> _Problèmes à résoudre_
1. Réécrivez le passage du texte sur Deinococcus radiodurans compris entre "L'irradiation gamma à" et "paires de bases).", bornes incluses, en remplaçant "D. radiodurans" par "Deinococcus radiodurans".
2. Veuillez indiquer, d'après le texte sur Deinococcus radiodurans, quel pigment donne leur couleur aux Deinococcus.
3. Poursuivez le texte sur Deinococcus radiodurans au-delà de sa dernière phrase.

> _Bloc de texte_
L'irradiation gamma à de fortes doses ou une longue période de dessiccation entraînent de très nombreuses cassures double-brins du génome. Or D. radiodurans est capable de réparer ces cassures en quelques heures en milieu riche.
Le génome de D. radiodurans a été entièrement séquencé et analysé. Le bagage héréditaire de la bactérie est contenu dans quatre molécules circulaires dont deux chromosomes (de 2 648 615 et 412 340 paires de bases), un mégaplasmide (177 466 paires de bases) et un plasmide (45 702 paires de bases).
Les chercheurs ont découvert que son extrême résistance était due à la conjugaison de stratégies variées :
La paroi ne pouvant stopper les rayons gamma – des photons de très haute énergie – et les empêcher d'abîmer les chromosomes, Deinococcus radiodurans ne prévient pas le morcellement de son génome mais le répare. Cependant pour permettre cette réparation, il faut que les enzymes de réparation soient fonctionnelles et soient donc protégées de l'oxydation qui découle de l'irradiation.
En effet, d'importants dégâts cellulaires sont provoqués par l'apparition de radicaux libres d'oxygène suite à la dessiccation ou à l'exposition aux rayons UV et gamma et la bactérie doit donc posséder des systèmes de protections de ces stress oxydants. Deinococcus radiodurans est doté de toute une série d'enzymes - catalases et superoxyde dismutases (SOD) - spécialisées dans l'élimination de ces radicaux libres ainsi que de molécules antioxidantes tels que la deinoxanthine, pigment responsable de la couleur des Deinococcus.
Des travaux sur des bactéries mutantes ont démontré que la résistance de ces bactéries diminuait si ces divers gènes ne s'expriment plus.
La première phase consiste à rassembler dans l'ordre correct tous les fragments en une chaîne linéaire ; tous les morceaux seront utilisés comme modèle pour initier la synthèse d’ADN et allonger la chaîne par simple brin. La deuxième phase de recombinaison génétique consiste à reconstituer les chromosomes circulaires de la cellule par « crossing over ». Une fois le génome restauré à l'identique, la synthèse des protéines est à nouveau opérationnelle : la cellule est vivante alors qu’on pouvait la considérer comme « cliniquement morte ».

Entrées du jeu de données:
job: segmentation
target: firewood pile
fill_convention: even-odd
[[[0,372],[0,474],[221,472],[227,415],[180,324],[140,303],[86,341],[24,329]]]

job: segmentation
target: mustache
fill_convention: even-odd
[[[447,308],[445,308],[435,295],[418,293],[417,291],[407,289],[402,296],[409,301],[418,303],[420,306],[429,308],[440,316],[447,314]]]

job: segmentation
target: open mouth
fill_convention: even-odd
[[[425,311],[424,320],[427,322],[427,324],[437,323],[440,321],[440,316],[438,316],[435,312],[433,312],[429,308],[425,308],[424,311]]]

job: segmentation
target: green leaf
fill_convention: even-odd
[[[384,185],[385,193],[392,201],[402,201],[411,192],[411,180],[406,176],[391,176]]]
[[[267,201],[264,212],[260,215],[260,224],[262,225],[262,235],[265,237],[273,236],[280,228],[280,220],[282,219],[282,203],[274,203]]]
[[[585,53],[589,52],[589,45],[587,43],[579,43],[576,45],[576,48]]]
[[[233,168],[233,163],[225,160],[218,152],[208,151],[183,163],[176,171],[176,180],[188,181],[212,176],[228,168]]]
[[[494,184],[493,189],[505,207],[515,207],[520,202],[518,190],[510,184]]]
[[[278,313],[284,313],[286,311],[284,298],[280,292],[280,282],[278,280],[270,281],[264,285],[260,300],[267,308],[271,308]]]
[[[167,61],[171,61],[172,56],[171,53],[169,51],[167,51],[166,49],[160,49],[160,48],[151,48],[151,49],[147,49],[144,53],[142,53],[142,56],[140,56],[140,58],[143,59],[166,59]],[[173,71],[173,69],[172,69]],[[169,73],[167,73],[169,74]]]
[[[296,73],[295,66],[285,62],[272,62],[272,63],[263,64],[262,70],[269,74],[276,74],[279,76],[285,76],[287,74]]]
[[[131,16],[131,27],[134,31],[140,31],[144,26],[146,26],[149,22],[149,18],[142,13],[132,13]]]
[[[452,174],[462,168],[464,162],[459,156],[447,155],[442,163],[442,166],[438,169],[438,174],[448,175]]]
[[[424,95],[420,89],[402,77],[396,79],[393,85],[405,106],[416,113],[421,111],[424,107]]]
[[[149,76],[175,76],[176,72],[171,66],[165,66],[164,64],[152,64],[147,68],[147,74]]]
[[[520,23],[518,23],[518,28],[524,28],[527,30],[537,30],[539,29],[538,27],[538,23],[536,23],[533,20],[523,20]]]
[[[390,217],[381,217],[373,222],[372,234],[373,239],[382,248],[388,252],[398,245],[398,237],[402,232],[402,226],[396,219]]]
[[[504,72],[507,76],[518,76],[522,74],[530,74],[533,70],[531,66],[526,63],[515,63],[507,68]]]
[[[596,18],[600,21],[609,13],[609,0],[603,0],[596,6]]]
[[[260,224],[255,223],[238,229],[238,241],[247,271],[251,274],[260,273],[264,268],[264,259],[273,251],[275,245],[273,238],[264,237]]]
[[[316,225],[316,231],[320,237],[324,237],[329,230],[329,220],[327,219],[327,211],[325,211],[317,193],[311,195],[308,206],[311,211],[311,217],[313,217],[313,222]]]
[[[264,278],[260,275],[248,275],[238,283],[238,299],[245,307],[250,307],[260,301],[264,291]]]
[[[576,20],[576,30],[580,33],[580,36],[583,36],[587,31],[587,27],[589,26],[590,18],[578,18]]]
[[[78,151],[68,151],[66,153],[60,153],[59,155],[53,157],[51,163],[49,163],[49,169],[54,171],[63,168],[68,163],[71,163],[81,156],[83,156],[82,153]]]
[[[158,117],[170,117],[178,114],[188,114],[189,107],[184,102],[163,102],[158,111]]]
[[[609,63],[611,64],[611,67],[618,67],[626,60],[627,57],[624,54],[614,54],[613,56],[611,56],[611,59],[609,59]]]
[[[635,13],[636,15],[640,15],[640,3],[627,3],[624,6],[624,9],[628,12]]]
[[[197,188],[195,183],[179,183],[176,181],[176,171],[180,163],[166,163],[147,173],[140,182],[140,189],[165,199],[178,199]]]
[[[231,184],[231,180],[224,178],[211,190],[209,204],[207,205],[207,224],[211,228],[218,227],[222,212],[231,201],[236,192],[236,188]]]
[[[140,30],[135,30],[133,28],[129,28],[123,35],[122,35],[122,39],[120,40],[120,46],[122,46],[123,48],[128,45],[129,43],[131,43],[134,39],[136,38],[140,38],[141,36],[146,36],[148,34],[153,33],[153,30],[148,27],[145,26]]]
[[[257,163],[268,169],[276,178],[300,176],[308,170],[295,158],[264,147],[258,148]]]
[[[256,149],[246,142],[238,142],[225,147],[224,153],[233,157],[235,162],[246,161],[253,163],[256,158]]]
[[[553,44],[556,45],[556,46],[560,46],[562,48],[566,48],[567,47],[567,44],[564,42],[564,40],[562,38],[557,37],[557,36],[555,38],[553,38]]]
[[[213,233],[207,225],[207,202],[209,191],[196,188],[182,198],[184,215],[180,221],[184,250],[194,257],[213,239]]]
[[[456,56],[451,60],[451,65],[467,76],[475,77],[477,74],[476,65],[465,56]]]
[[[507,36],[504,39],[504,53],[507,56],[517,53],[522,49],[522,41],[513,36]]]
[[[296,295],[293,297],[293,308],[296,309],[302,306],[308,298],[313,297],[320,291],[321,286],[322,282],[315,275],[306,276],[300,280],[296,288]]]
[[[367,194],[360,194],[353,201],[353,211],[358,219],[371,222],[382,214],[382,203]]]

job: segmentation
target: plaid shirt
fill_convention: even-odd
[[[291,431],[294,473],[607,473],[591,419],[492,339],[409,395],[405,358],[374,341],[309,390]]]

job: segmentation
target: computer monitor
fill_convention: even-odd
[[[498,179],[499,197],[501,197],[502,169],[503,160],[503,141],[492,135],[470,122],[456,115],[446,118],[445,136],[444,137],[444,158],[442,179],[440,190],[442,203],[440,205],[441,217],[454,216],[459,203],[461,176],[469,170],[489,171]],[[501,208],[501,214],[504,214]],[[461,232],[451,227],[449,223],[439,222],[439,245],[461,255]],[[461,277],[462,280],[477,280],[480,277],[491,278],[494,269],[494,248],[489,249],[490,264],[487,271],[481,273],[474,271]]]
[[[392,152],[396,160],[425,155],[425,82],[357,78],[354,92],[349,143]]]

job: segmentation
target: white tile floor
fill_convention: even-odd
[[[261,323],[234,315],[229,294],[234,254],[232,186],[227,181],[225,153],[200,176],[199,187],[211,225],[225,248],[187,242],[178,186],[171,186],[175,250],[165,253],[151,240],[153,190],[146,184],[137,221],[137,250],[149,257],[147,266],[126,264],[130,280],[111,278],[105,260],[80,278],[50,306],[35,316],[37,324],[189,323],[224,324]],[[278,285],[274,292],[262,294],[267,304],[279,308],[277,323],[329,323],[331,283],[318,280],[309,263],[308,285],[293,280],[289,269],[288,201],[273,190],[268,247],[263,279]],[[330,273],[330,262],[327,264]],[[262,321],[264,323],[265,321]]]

--

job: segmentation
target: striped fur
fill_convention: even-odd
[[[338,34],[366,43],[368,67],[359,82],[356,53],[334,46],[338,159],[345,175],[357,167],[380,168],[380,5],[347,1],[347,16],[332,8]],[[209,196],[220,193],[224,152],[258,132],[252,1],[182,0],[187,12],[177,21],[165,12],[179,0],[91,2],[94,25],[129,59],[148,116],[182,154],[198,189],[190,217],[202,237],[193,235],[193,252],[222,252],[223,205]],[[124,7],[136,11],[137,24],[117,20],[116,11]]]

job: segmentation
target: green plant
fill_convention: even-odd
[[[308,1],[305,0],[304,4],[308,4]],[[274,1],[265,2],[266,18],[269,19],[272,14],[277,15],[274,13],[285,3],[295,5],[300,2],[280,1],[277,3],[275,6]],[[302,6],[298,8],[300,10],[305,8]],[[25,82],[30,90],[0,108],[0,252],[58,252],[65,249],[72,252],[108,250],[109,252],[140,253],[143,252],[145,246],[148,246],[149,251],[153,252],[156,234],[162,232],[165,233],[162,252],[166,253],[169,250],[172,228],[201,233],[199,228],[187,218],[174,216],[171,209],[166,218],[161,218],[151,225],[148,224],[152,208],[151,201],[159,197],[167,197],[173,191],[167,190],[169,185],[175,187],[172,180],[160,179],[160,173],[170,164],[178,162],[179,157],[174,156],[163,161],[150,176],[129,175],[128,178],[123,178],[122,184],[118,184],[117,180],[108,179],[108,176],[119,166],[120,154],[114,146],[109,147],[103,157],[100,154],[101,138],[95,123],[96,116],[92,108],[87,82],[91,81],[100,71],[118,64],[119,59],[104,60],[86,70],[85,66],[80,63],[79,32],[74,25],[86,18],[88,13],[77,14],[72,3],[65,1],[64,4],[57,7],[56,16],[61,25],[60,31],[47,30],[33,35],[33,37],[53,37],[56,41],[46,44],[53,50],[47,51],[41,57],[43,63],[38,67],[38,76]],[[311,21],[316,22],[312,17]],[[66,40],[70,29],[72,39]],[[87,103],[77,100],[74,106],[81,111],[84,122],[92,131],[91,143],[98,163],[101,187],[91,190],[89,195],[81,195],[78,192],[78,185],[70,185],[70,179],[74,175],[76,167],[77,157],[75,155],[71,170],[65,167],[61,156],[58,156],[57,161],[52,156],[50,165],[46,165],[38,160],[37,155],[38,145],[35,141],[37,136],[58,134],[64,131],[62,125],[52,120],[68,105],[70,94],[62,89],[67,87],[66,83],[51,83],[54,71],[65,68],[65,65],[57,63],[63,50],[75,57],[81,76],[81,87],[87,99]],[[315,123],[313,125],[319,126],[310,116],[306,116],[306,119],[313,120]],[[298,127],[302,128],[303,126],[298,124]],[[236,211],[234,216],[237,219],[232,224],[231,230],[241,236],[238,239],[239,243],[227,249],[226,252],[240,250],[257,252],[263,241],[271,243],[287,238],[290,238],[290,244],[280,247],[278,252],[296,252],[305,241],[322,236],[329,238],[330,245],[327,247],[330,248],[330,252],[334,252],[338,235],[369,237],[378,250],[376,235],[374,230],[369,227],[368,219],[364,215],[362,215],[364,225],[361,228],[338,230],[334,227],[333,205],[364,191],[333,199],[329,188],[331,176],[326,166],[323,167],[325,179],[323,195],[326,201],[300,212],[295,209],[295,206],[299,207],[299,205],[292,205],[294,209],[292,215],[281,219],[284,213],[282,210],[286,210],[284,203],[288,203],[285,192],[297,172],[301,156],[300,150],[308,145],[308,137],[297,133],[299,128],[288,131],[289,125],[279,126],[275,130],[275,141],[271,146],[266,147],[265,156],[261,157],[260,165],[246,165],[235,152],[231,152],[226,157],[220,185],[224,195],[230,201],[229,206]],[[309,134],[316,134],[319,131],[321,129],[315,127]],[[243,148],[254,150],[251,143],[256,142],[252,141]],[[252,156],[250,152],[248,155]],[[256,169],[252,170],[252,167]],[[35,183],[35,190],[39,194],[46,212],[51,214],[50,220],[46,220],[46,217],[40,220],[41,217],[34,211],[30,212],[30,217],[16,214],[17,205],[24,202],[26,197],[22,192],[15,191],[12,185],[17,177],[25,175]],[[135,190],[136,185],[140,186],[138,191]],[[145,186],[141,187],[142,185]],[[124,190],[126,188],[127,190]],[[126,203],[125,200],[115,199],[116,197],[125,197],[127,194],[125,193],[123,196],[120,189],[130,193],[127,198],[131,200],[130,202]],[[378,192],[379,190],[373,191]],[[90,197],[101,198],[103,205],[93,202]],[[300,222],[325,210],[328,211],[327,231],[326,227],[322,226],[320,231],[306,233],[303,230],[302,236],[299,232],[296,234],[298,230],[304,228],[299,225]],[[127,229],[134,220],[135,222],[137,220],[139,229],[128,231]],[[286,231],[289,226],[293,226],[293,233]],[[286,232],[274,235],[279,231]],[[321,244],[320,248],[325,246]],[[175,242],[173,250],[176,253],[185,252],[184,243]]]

> _Réponses données_
1.
L'irradiation gamma à de fortes doses ou une longue période de dessiccation entraînent de très nombreuses cassures double-brins du génome. Or Deinococcus radiodurans est capable de réparer ces cassures en quelques heures en milieu riche.
Le génome de Deinococcus radiodurans a été entièrement séquencé et analysé. Le bagage héréditaire de la bactérie est contenu dans quatre molécules circulaires dont deux chromosomes (de 2 648 615 et 412 340 paires de bases), un mégaplasmide (177 466 paires de bases) et un plasmide (45 702 paires de bases).

2. La deinoxanthine.

3.
La réparation des chromosomes engendre de nombreux déchets sous forme de fragments d'ADN, dangereux pour la bactérie car ces morceaux abîmés peuvent être réincorporés au génome. Deinococcus radiodurans possède un système de nettoyage unique permettant le transport et l'expulsion des nucléotides endommagés à l'extérieur de la cellule.
Une fois ce recyclage réalisé, Deinococcus radiodurans peut commencer un nouveau cycle de division cellulaire.
Deinococcus radiodurans améliore également sa survie en étant capable d'augmenter sa synthèse en précurseurs pour créer de nouvelles molécules et en fournissant des sources d'énergie alternatives.
Des gènes du chromosome II et du mégaplasmide semblent pouvoir fabriquer des précurseurs azotés, impliqués dans la production de protéines, à partir des cellules n'ayant pas réussi à subsister.
D'autres gènes du chromosome II codent des molécules susceptibles de dégrader les acides gras en acétyl-coenzyme A, une source d'énergie cellulaire utilisée lorsque les autres sources de carbone s'épuisent.